_EXERCISE INSTRUCTIONS_.
**A.** Reproduce the passage from the aged-care letters starting at "Unlike the business" and ending at "deserve better care.".
**B.** In the aged-care letters, why does the letter signed by Lorraine Manteit say a patient-nurse ratio is needed? Answer in one to three sentences.

It’s beyond time for a royal commission into aged care
SO THE top six for-profit aged-care providers reported profits of $224 million for 2017 but cannot afford to increase staff and guarantee 4.3 hours of direct nursing care — “Aged care inquiry rules out set nurse to patient ratio”, (C-M, Sep 14).
They must be joking – 72 per cent of their revenue ($2.17 billion) comes from taxpayers and the rest from residents who live in their facilities. Federal Aged Care Minister Ken Wyatt (pictured) endorsed the report and said aged care must become “a career of choice”.
This panel is recommending a voluntary code of practice, a social change campaign, and a shift in negative attitudes. Yet experts and evidence tell us that what we need are more registered and enrolled nurses, mandated nurse-to-resident ratios, and publicly available metrics about aged-care providers’ performance. Until that happens, nothing will change and no one will be accountable.
Unlike the business people who seem to dominate these panels of inquiry, the people who know how aged care works – the medical and healthcare professionals who deliver the care – are ignored. Mr Wyatt needs to get his priorities straight and stop pandering to aged-care lobbyists and providers, and listen to those who know.
When class actions and a royal commission finally occur, it will cost these greedy aged-care providers much more in compensation for their neglect of these vulnerable patients.
John Mayze, Taringa THE only way to fix the problem, especially in highcare wards, is to have a patient-nurse ratio. These people are more vulnerable than kids in daycare and deserve better care.
Lorraine Manteit, Kenmore
DESPITE having three different prime ministers in the past five years, the LNP has maintained consistency of policy by deferring every decision until some time in the future.
The latest deferral device is the proposed royal commission into aged care, when there have been persistent breaches of the service charter by almost all of the service providers.

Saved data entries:
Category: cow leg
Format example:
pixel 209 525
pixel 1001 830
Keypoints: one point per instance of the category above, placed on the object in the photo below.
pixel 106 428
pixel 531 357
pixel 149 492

_SOLUTIONS TO THE TASKS_.
**A.**
Unlike the business people who seem to dominate these panels of inquiry, the people who know how aged care works – the medical and healthcare professionals who deliver the care – are ignored. Mr Wyatt needs to get his priorities straight and stop pandering to aged-care lobbyists and providers, and listen to those who know.
When class actions and a royal commission finally occur, it will cost these greedy aged-care providers much more in compensation for their neglect of these vulnerable patients.
John Mayze, Taringa THE only way to fix the problem, especially in highcare wards, is to have a patient-nurse ratio. These people are more vulnerable than kids in daycare and deserve better care.

**B.** People in aged care, especially in high-care wards, are more vulnerable than children in daycare and deserve better care. The letter therefore calls a patient-nurse ratio the only way to fix the problem.